* Dataset excerpts *
*****

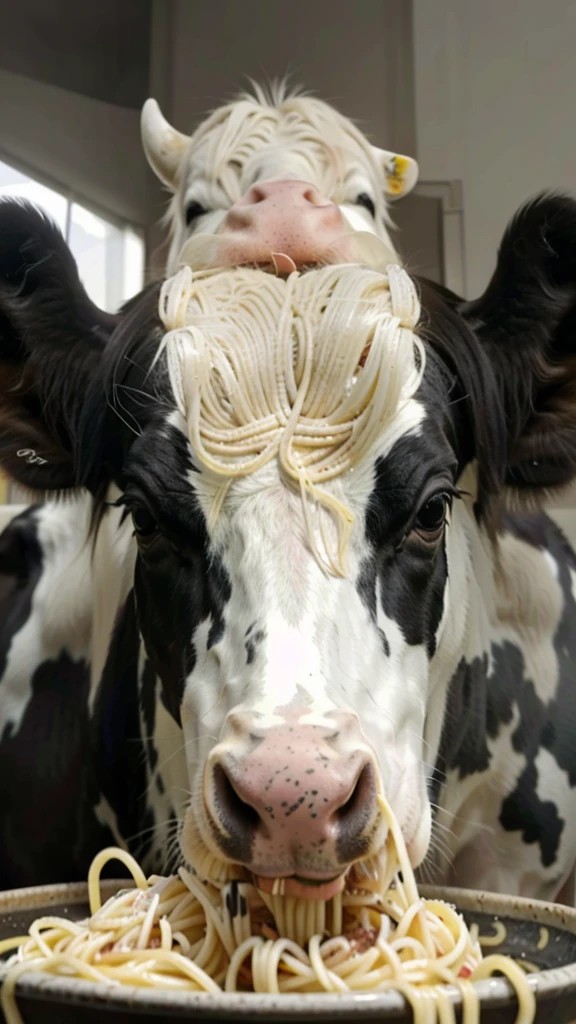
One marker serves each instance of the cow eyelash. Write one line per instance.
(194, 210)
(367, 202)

*****

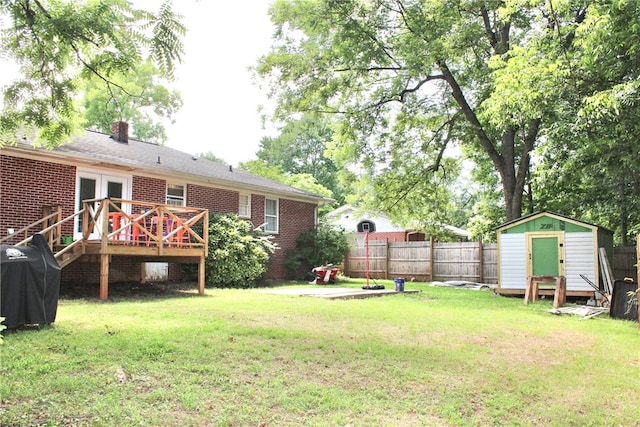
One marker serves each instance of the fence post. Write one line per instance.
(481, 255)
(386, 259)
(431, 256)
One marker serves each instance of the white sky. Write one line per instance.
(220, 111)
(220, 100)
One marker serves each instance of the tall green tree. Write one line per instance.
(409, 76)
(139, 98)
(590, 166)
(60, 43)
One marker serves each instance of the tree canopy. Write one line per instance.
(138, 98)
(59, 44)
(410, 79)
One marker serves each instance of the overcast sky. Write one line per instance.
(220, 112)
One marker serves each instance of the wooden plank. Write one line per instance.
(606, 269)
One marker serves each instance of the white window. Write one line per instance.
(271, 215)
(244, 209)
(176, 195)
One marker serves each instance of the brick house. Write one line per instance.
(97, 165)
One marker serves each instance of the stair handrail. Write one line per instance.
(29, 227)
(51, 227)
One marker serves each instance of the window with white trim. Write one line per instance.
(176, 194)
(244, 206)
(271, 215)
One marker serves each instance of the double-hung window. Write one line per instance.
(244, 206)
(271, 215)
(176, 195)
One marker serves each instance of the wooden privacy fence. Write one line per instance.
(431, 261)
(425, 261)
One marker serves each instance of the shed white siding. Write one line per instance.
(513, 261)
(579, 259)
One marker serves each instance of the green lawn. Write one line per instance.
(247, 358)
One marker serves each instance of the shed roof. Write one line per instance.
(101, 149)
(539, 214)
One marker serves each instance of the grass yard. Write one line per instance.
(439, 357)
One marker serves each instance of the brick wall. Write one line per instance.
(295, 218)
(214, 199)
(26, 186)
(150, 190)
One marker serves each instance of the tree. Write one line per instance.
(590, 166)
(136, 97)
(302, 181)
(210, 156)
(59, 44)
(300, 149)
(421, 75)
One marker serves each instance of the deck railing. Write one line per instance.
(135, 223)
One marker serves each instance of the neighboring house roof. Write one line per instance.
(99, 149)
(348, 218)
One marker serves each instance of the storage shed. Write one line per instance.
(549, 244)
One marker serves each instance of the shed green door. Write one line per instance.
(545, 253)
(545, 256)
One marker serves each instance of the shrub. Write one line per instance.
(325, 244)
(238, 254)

*****

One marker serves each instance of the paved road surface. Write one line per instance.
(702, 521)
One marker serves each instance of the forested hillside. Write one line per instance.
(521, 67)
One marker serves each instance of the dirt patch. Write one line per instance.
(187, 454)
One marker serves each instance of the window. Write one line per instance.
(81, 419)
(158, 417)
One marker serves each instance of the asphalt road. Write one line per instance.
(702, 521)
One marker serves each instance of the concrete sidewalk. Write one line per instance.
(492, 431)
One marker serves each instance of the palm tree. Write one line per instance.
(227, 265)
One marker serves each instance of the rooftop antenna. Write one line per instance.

*****

* What is being asked *
Arrange the stretch of the listing from the line containing "One marker serves each instance of the window." through the line containing "One marker serves each instance of the rooftop" as a Markdown table with two columns, Row and Line. Number the rows and give one line of the listing per row, with blank lines left out.

* Worked solution *
| Row | Line |
|---|---|
| 1 | One marker serves each instance of the window. Write one line per instance. |
| 2 | (81, 419) |
| 3 | (158, 417) |
| 4 | One marker serves each instance of the asphalt road. Write one line per instance. |
| 5 | (702, 521) |
| 6 | One marker serves each instance of the concrete sidewalk. Write one line per instance. |
| 7 | (492, 431) |
| 8 | One marker serves each instance of the palm tree. Write one line per instance. |
| 9 | (227, 265) |
| 10 | One marker serves each instance of the rooftop antenna. Write one line per instance. |